#### [Exercise objective]
The number of lines below containing the word "outcrop" is all that should be returned.

Information: Begin

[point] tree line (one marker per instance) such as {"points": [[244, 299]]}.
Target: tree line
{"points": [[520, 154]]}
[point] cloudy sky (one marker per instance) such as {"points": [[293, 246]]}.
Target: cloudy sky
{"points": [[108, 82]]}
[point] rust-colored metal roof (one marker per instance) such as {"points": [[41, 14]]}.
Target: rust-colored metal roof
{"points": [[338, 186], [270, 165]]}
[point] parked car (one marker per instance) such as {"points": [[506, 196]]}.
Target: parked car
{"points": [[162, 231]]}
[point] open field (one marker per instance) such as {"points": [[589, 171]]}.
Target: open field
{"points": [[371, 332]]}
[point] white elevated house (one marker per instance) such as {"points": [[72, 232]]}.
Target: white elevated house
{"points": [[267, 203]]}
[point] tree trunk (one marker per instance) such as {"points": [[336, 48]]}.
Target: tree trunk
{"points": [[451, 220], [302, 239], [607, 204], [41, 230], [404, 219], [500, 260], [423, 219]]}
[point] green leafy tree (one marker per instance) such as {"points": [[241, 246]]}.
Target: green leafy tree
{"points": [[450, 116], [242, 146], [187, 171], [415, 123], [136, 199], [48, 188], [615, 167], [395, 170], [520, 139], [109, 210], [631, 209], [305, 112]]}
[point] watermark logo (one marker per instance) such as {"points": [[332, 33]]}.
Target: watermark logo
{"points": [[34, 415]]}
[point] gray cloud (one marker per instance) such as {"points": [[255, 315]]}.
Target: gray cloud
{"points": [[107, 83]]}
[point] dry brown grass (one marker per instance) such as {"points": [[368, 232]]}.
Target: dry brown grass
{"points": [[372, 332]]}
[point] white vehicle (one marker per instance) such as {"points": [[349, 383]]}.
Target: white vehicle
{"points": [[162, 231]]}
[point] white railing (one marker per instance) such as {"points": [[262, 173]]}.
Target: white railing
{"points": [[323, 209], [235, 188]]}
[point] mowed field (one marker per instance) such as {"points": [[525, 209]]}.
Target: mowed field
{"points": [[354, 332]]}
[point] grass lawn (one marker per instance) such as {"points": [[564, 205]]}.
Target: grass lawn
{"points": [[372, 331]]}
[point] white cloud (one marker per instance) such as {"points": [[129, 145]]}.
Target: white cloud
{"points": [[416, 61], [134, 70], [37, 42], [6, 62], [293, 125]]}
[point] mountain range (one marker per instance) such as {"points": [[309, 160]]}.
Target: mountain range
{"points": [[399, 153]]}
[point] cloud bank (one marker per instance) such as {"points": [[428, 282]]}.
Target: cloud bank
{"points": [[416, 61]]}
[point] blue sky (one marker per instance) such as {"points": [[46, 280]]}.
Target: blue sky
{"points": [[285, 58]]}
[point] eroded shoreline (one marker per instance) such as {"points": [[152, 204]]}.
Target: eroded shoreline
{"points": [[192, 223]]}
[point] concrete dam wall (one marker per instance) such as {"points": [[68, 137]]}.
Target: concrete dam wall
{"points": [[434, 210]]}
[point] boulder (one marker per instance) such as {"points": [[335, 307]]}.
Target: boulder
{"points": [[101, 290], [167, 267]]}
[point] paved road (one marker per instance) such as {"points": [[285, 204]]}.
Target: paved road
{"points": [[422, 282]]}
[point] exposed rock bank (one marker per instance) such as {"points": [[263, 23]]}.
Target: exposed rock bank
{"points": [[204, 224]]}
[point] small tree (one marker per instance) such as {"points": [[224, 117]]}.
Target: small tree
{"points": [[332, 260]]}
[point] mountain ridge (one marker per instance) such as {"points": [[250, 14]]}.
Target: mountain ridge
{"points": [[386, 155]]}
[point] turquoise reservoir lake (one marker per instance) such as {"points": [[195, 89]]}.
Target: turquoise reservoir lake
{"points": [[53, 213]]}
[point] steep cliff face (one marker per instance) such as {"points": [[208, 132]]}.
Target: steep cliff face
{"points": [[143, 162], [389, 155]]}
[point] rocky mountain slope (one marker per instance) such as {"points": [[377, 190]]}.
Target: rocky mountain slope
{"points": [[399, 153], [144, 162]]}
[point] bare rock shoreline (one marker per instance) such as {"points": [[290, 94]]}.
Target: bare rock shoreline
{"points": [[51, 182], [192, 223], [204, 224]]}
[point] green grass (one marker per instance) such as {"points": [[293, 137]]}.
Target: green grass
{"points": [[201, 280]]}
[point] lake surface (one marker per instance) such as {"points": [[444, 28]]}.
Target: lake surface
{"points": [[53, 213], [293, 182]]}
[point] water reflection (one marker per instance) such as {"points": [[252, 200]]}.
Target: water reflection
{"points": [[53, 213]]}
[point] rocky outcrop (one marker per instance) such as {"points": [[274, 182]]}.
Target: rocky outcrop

Information: End

#### [Your response]
2